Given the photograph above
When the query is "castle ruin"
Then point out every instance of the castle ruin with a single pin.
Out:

========

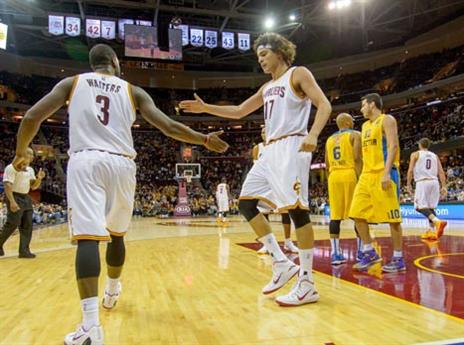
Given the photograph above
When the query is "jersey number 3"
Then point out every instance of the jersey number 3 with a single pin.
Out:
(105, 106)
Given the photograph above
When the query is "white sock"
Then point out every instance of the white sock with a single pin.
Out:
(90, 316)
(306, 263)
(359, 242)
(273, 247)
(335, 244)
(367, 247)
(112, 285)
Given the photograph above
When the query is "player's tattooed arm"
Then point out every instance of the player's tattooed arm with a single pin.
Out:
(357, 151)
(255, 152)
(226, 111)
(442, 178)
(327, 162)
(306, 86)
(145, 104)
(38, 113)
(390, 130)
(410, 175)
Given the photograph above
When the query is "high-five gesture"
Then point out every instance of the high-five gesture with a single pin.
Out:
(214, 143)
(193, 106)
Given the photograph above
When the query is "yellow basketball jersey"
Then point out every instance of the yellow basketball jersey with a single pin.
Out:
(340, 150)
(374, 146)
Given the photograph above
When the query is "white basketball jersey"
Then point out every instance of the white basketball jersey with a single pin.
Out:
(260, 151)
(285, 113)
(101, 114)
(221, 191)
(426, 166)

========

[Description of the task]
Count the lines in the rows above that contain the string "jersey". Reply with the number alone.

[Final answer]
6